** Supplied material follows **

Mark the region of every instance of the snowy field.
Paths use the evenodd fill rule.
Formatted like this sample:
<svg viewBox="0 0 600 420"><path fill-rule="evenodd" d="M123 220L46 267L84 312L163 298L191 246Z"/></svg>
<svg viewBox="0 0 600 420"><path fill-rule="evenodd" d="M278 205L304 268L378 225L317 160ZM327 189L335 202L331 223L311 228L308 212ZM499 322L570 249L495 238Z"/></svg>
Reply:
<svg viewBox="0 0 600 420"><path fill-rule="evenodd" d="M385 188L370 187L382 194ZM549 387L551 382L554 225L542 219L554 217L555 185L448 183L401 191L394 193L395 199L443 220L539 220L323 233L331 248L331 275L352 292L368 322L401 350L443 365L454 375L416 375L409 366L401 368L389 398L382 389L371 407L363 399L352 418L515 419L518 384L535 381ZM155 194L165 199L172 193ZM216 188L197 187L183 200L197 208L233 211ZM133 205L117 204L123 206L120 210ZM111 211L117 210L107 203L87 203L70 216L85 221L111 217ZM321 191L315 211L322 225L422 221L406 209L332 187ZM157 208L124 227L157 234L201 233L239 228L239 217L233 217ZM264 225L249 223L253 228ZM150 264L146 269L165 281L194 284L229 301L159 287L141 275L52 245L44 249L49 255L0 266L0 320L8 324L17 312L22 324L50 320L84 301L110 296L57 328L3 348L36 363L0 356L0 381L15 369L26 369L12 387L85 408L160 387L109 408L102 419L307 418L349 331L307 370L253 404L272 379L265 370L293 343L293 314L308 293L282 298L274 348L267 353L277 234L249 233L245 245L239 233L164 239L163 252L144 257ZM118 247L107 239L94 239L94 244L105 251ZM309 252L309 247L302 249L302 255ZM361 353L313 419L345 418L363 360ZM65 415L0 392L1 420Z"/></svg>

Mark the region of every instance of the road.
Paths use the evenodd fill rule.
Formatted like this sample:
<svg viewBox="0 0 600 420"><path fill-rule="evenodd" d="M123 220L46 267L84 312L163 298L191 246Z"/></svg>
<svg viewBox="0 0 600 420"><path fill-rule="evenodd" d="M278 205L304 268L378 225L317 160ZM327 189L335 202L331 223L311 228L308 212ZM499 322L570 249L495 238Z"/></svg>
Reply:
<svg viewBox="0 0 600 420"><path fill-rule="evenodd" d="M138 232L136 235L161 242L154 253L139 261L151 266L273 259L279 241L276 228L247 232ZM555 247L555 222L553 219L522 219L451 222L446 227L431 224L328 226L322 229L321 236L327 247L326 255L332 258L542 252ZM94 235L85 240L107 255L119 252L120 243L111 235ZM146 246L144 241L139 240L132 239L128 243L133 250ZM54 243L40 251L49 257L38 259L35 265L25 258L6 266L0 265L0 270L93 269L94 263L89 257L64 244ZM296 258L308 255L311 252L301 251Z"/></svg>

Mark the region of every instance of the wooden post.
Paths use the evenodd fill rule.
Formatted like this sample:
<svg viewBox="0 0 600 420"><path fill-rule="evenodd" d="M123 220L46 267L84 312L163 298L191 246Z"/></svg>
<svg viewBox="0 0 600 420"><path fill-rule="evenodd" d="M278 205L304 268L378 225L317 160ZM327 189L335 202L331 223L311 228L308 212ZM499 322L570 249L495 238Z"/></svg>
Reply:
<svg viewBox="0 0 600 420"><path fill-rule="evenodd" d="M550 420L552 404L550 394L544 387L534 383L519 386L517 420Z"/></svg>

** End of Supplied material **

Each record, exactly as written, is to be printed again.

Mark the region of every instance of the snowy field.
Paths use the evenodd fill rule.
Formatted like this sample:
<svg viewBox="0 0 600 420"><path fill-rule="evenodd" d="M123 220L46 267L84 312L163 298L191 246Z"/></svg>
<svg viewBox="0 0 600 420"><path fill-rule="evenodd" d="M278 205L304 268L378 225L317 160ZM327 189L335 202L331 223L311 228L308 212ZM499 322L570 249L495 238Z"/></svg>
Reply:
<svg viewBox="0 0 600 420"><path fill-rule="evenodd" d="M385 188L370 187L382 194ZM549 387L551 382L554 225L542 219L554 217L555 185L448 183L401 191L394 193L395 199L443 220L539 220L323 233L331 248L331 275L352 292L368 322L401 350L443 365L454 375L416 375L409 366L401 368L389 398L382 389L371 407L363 399L352 418L515 419L518 384L535 381ZM155 194L165 199L172 193ZM216 188L197 187L183 200L197 208L233 211ZM133 205L117 204L123 206L120 210ZM111 211L117 210L107 203L87 203L70 216L85 221L111 217ZM321 191L315 211L322 225L422 221L406 209L332 187ZM157 208L124 227L157 234L201 233L239 228L239 217L233 217ZM264 225L249 223L253 228ZM150 264L146 269L165 281L194 284L229 301L159 287L141 275L52 245L44 249L49 255L0 266L0 320L8 324L17 312L22 324L50 320L84 301L110 296L57 328L3 348L36 363L0 356L0 381L15 369L26 369L12 387L85 408L160 387L109 408L102 419L307 418L349 331L307 370L253 404L272 379L265 370L293 343L293 314L308 293L282 298L274 348L267 353L277 234L249 233L245 245L239 233L164 239L163 252L144 257ZM118 247L107 239L94 239L94 244L105 251ZM309 252L309 247L302 249L302 255ZM361 353L313 419L345 418L363 360ZM65 415L0 392L1 420Z"/></svg>

Mark the region of every instance of the road.
Paths use the evenodd fill rule.
Formatted like this sample:
<svg viewBox="0 0 600 420"><path fill-rule="evenodd" d="M123 220L46 267L84 312L163 298L191 246Z"/></svg>
<svg viewBox="0 0 600 420"><path fill-rule="evenodd" d="M278 205L304 268L378 225L317 160ZM327 189L335 202L331 223L311 228L308 212ZM499 322L570 249L495 238Z"/></svg>
Reply:
<svg viewBox="0 0 600 420"><path fill-rule="evenodd" d="M138 232L136 235L161 242L154 253L139 261L151 266L273 259L279 241L276 228L247 232ZM555 247L555 222L553 219L522 219L451 222L446 227L431 224L328 226L322 229L321 236L327 247L326 255L332 258L542 252ZM94 235L85 240L107 255L119 252L120 243L111 235ZM146 246L144 241L139 240L132 239L128 243L133 250ZM54 243L40 251L49 257L38 259L35 265L25 258L6 266L0 265L0 270L93 269L94 263L89 257L64 244ZM296 258L308 255L311 252L301 251Z"/></svg>

Mark the region of every instance of the wooden post.
Paths use the evenodd fill rule.
Formatted like this sample:
<svg viewBox="0 0 600 420"><path fill-rule="evenodd" d="M123 220L46 267L84 312L163 298L191 246Z"/></svg>
<svg viewBox="0 0 600 420"><path fill-rule="evenodd" d="M278 205L304 268L378 225L317 160ZM327 189L335 202L331 223L311 228L308 212ZM499 322L570 249L495 238Z"/></svg>
Reply:
<svg viewBox="0 0 600 420"><path fill-rule="evenodd" d="M550 420L552 404L550 394L544 387L534 383L519 386L517 420Z"/></svg>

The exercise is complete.